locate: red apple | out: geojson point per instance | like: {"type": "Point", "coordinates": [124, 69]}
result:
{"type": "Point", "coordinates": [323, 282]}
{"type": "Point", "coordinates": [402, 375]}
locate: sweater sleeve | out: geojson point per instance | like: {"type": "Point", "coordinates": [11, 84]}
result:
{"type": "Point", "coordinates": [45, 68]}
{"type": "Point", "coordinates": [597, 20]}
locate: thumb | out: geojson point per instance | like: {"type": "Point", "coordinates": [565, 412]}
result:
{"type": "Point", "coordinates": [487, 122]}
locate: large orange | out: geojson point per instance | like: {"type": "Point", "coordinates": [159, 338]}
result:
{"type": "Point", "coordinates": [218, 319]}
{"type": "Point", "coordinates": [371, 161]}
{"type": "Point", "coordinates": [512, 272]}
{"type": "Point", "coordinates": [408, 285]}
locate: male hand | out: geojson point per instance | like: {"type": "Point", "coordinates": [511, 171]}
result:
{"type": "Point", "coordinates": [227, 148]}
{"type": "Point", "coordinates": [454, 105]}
::::::::
## YOUR OBJECTIVE
Please rescale the items from the line with "locate: sweater sleeve" through the last item, rewriting every line in that span, requests included. Multiply each coordinate in the answers by 2.55 and round to the nearest whole number, halves up, leave the numbers in the requests and their format samples unchanged, and return only those lines.

## ANSWER TO THE TASK
locate: sweater sleeve | out: geojson point per instance | like: {"type": "Point", "coordinates": [11, 84]}
result:
{"type": "Point", "coordinates": [115, 173]}
{"type": "Point", "coordinates": [1522, 51]}
locate: thumb | out: geojson point per instance | like: {"type": "Point", "coordinates": [565, 412]}
result:
{"type": "Point", "coordinates": [1242, 311]}
locate: large orange | out: geojson point per instance | like: {"type": "Point", "coordinates": [159, 338]}
result:
{"type": "Point", "coordinates": [556, 813]}
{"type": "Point", "coordinates": [946, 411]}
{"type": "Point", "coordinates": [1306, 694]}
{"type": "Point", "coordinates": [1040, 727]}
locate: male hand | out: geojson point per instance | like: {"type": "Point", "coordinates": [511, 171]}
result:
{"type": "Point", "coordinates": [579, 377]}
{"type": "Point", "coordinates": [1158, 268]}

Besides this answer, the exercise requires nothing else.